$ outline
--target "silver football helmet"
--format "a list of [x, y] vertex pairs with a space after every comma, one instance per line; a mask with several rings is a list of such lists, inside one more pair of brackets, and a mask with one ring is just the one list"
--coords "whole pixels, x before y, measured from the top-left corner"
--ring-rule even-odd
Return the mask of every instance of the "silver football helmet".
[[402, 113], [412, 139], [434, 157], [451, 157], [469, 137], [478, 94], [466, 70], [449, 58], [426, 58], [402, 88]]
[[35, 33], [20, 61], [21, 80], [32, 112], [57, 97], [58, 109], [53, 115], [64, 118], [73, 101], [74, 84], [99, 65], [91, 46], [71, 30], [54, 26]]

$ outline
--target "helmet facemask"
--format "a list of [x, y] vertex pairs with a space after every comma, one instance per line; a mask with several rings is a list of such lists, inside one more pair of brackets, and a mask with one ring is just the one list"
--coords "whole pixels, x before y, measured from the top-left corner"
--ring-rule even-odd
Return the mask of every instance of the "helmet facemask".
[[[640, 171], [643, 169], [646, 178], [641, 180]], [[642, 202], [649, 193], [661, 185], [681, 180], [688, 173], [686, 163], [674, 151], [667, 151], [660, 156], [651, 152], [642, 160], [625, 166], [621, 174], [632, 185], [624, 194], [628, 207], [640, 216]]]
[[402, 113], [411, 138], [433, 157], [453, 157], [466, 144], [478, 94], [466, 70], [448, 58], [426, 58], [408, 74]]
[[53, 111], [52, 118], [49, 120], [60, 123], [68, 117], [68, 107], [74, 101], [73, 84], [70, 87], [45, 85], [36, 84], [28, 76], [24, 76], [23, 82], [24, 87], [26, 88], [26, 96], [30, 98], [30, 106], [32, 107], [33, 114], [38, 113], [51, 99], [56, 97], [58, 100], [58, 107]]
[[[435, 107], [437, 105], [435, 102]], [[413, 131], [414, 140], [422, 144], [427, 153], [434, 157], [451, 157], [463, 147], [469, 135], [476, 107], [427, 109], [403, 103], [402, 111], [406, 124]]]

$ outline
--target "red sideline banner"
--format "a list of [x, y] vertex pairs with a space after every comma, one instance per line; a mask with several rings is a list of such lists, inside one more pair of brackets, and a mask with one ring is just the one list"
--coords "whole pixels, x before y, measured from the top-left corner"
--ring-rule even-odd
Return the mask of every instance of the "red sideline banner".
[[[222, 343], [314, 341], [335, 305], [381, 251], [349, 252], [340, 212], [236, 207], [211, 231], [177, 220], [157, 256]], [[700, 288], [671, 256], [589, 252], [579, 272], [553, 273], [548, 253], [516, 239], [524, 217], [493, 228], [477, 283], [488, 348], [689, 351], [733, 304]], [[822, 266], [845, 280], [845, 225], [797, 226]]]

___

Task requirements –
Rewrite the data from its first line through the line containing "30], [54, 26]]", both included, putting "gray football helmet" wherever "silver football helmet" appears and keeping everything else unchanged.

Solution to the exercise –
$ outline
--target "gray football helmet"
--format "a list of [x, y] vertex pairs with a space after every comma, one instance per line; a mask with several rings is a list of such lists, inside one more pair of brackets, and a mask with one ring is just the one list"
--coords "whole pixels, x before y, measured from the top-left corner"
--ring-rule even-odd
Return the mask of every instance of the "gray football helmet".
[[402, 113], [412, 139], [434, 157], [451, 157], [469, 137], [478, 94], [466, 70], [449, 58], [426, 58], [402, 88]]
[[35, 33], [20, 61], [21, 80], [32, 112], [57, 97], [58, 109], [53, 115], [64, 118], [73, 101], [74, 84], [99, 65], [91, 46], [71, 30], [54, 26]]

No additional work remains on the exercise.